Once the records below have been read, copy them all out exactly.

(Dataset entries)
::::::::
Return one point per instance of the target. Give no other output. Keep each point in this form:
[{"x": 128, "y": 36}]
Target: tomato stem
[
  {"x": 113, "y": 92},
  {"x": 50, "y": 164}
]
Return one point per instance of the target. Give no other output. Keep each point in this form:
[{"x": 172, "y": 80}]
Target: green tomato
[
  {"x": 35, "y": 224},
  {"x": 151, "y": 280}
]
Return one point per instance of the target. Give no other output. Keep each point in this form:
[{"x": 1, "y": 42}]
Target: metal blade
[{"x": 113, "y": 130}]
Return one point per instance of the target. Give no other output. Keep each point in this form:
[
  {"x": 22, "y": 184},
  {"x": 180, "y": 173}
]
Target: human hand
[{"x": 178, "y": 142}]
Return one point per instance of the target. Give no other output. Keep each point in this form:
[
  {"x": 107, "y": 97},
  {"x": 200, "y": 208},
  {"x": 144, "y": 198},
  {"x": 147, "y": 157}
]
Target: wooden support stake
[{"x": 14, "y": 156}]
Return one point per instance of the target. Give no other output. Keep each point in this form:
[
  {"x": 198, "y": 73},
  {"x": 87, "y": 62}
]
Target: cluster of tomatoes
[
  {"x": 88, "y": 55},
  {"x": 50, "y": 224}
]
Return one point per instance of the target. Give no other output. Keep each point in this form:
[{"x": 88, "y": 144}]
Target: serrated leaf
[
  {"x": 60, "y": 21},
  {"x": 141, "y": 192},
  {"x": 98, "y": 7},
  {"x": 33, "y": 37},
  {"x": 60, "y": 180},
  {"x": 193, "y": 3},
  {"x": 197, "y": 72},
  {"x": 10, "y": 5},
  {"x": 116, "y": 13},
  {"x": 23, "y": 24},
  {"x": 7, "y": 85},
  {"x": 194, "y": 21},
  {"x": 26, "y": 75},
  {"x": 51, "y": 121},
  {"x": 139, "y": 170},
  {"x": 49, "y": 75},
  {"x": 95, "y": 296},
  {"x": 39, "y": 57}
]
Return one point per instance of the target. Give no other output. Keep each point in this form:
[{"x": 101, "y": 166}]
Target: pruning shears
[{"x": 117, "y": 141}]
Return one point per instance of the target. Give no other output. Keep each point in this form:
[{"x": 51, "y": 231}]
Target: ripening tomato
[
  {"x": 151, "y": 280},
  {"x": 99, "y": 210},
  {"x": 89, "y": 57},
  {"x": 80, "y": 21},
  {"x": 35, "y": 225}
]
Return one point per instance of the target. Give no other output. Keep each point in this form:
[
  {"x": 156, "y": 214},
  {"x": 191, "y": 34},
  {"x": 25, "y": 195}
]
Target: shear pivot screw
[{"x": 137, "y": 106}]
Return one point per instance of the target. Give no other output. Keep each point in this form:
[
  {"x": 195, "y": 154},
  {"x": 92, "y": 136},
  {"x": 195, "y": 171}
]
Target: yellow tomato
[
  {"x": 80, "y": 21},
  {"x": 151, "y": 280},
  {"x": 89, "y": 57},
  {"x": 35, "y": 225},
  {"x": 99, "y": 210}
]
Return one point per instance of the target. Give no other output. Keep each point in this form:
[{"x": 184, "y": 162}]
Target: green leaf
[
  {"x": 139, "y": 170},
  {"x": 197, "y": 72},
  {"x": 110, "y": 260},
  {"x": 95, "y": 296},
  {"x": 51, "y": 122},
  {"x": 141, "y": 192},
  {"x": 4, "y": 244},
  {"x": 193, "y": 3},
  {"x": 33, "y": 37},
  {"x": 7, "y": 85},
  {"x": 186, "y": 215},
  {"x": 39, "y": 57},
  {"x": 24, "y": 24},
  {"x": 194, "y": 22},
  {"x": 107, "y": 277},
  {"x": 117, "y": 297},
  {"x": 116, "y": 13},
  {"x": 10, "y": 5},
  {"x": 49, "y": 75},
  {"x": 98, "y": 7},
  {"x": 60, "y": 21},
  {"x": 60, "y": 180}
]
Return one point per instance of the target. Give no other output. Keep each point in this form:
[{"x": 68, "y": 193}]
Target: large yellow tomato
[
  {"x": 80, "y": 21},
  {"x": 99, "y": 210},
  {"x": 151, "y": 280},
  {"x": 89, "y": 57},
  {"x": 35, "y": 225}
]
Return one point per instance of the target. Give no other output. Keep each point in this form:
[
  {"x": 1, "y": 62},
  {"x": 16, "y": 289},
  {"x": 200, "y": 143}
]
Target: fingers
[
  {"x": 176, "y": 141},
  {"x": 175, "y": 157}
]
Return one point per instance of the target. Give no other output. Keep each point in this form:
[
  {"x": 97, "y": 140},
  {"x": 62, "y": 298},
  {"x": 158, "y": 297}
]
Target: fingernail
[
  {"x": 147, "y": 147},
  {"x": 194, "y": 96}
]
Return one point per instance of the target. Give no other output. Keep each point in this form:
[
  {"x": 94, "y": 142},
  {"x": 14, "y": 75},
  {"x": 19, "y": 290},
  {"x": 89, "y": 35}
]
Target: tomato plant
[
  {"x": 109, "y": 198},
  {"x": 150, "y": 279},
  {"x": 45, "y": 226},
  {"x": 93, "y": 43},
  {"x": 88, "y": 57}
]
::::::::
*Solved problem*
Return one point per instance of the target. Give no other output. Keep each point in this form:
[{"x": 128, "y": 36}]
Target: tomato stem
[
  {"x": 113, "y": 92},
  {"x": 50, "y": 164}
]
Return one point per instance of the target. Give no other output. Keep each point in this form:
[{"x": 172, "y": 80}]
Target: green tomato
[
  {"x": 35, "y": 224},
  {"x": 151, "y": 280}
]
Return one point per instance of the target. Give no other output. Keep each point in this form:
[{"x": 1, "y": 42}]
Target: metal blade
[{"x": 113, "y": 130}]
Return one point per instance of the target. Give no other output. Keep each point in this form:
[
  {"x": 22, "y": 184},
  {"x": 180, "y": 173}
]
Target: human hand
[{"x": 178, "y": 142}]
Return one point per instance of the target. Give no other output. Keep each point in this form:
[
  {"x": 107, "y": 97},
  {"x": 200, "y": 208},
  {"x": 144, "y": 198},
  {"x": 147, "y": 157}
]
Target: wooden support stake
[{"x": 14, "y": 156}]
Return one point per instance of the target. Give no other output. Keep each point in this form:
[
  {"x": 198, "y": 73},
  {"x": 87, "y": 62}
]
Target: cluster of tomatoes
[
  {"x": 88, "y": 55},
  {"x": 50, "y": 224}
]
Return one point per instance of the target. Give no other output. Keep each point in this form:
[{"x": 88, "y": 144}]
Target: serrated leaf
[
  {"x": 60, "y": 21},
  {"x": 141, "y": 192},
  {"x": 98, "y": 7},
  {"x": 33, "y": 37},
  {"x": 60, "y": 180},
  {"x": 193, "y": 3},
  {"x": 197, "y": 72},
  {"x": 10, "y": 5},
  {"x": 116, "y": 13},
  {"x": 23, "y": 24},
  {"x": 7, "y": 85},
  {"x": 194, "y": 21},
  {"x": 26, "y": 75},
  {"x": 51, "y": 121},
  {"x": 139, "y": 170},
  {"x": 49, "y": 75},
  {"x": 95, "y": 296},
  {"x": 39, "y": 57}
]
Return one point per instance of the target. Give no other output. Keep each point in this form:
[{"x": 101, "y": 166}]
Target: pruning shears
[{"x": 117, "y": 141}]
Return one point per instance of the target. Give no other output. Keep each point in this form:
[{"x": 51, "y": 231}]
Target: ripening tomato
[
  {"x": 151, "y": 280},
  {"x": 99, "y": 210},
  {"x": 89, "y": 57},
  {"x": 80, "y": 21},
  {"x": 35, "y": 225}
]
Return one point per instance of the target. Give no other output. Keep each point in this form:
[
  {"x": 156, "y": 214},
  {"x": 191, "y": 34},
  {"x": 25, "y": 195}
]
Target: shear pivot screw
[{"x": 137, "y": 106}]
Return one point per instance of the target. Give no other output. Keep each point in this form:
[
  {"x": 195, "y": 154},
  {"x": 92, "y": 136},
  {"x": 195, "y": 171}
]
Target: yellow tomato
[
  {"x": 80, "y": 21},
  {"x": 151, "y": 280},
  {"x": 89, "y": 57},
  {"x": 35, "y": 225},
  {"x": 99, "y": 210}
]
Return one point per instance of the target. Give no other output. Keep each point in this form:
[{"x": 184, "y": 162}]
Target: green leaf
[
  {"x": 139, "y": 170},
  {"x": 197, "y": 72},
  {"x": 110, "y": 260},
  {"x": 95, "y": 296},
  {"x": 51, "y": 122},
  {"x": 141, "y": 192},
  {"x": 4, "y": 244},
  {"x": 193, "y": 3},
  {"x": 33, "y": 37},
  {"x": 7, "y": 85},
  {"x": 186, "y": 215},
  {"x": 39, "y": 57},
  {"x": 24, "y": 24},
  {"x": 194, "y": 22},
  {"x": 107, "y": 277},
  {"x": 117, "y": 297},
  {"x": 116, "y": 13},
  {"x": 10, "y": 5},
  {"x": 49, "y": 75},
  {"x": 98, "y": 7},
  {"x": 60, "y": 21},
  {"x": 60, "y": 180}
]
Return one point per instance of the target. Give no other output. Keep each point in this form:
[{"x": 68, "y": 193}]
Target: large yellow tomato
[
  {"x": 80, "y": 21},
  {"x": 99, "y": 210},
  {"x": 151, "y": 280},
  {"x": 89, "y": 57},
  {"x": 35, "y": 225}
]
Return one point per instance of the target. Give no other output. Keep each point in this form:
[
  {"x": 1, "y": 62},
  {"x": 16, "y": 289},
  {"x": 200, "y": 143}
]
Target: fingers
[
  {"x": 176, "y": 141},
  {"x": 175, "y": 157}
]
Return one point per instance of the target. Give no other output. Keep each point in this form:
[
  {"x": 97, "y": 140},
  {"x": 62, "y": 298},
  {"x": 158, "y": 297}
]
Target: fingernail
[
  {"x": 147, "y": 147},
  {"x": 194, "y": 96}
]
Return one point per instance of the target. Give no other output. Keep each point in this form:
[
  {"x": 94, "y": 142},
  {"x": 14, "y": 75},
  {"x": 19, "y": 290},
  {"x": 89, "y": 35}
]
Target: tomato plant
[
  {"x": 109, "y": 198},
  {"x": 150, "y": 279},
  {"x": 45, "y": 226},
  {"x": 93, "y": 43},
  {"x": 88, "y": 57}
]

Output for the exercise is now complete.